= AIM =
Lay out the records below as a two-column CSV with the header record_text,answer and one row per record. Put each record's text and its answer in a single quoted field apiece, replacing every line break with a space.

Named-object pointing records
▬▬▬▬▬▬

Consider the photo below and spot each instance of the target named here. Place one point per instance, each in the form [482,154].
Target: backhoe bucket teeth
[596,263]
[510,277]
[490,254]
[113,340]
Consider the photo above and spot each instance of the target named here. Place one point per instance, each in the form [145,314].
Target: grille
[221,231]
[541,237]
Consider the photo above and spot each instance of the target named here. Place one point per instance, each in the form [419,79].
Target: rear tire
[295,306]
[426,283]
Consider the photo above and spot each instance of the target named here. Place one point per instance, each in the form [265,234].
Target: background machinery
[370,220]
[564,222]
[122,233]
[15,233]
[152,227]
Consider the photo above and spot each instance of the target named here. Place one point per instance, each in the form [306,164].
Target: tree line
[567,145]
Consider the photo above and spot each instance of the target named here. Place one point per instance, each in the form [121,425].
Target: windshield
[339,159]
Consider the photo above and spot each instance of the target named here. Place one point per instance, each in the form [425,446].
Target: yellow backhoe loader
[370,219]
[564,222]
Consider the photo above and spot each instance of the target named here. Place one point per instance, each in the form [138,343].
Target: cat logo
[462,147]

▬▬▬▬▬▬

= ANSWER TO THE EXERCISE =
record_text,answer
"Consider the photo below and spot each instance of the target named here. Place one point per instance, each in the form [482,154]. Target: backhoe bucket teeth","[596,263] [510,277] [490,254] [113,340]"
"Consider the photo above and spot each instance of the target named here. Place one point per instance, each in the form [145,314]. Target: grille","[221,231] [541,237]"
"Consider the photo above and spot each instance of the target named here. Place one point per instance, each in the form [419,79]. Target: rear tire","[295,306] [426,283]"
"Consider the photo above and spot each instance of the target named here. Place one point per instance, each in the form [265,234]. Target: background machinery","[370,220] [564,222] [122,233] [15,233] [152,227]"
"Consider the photo above and spot each instance of the target named here. Place one point per instance, each in the form [306,164]. Target: tree line","[567,145]"
"Consider the photo above and spot each instance of the target named here. Place one point per instance, each in the form [121,425]. Target: windshield","[339,159]"
"Consider the photo above and spot each instance of the target named here. Place one point per instance, each in the form [425,446]. Target: yellow backhoe loader","[370,219] [564,222]"
"Consider the photo above and spot each instance of the target named here. Place one point per instance, each in the form [138,343]. Target: cat logo","[462,147]"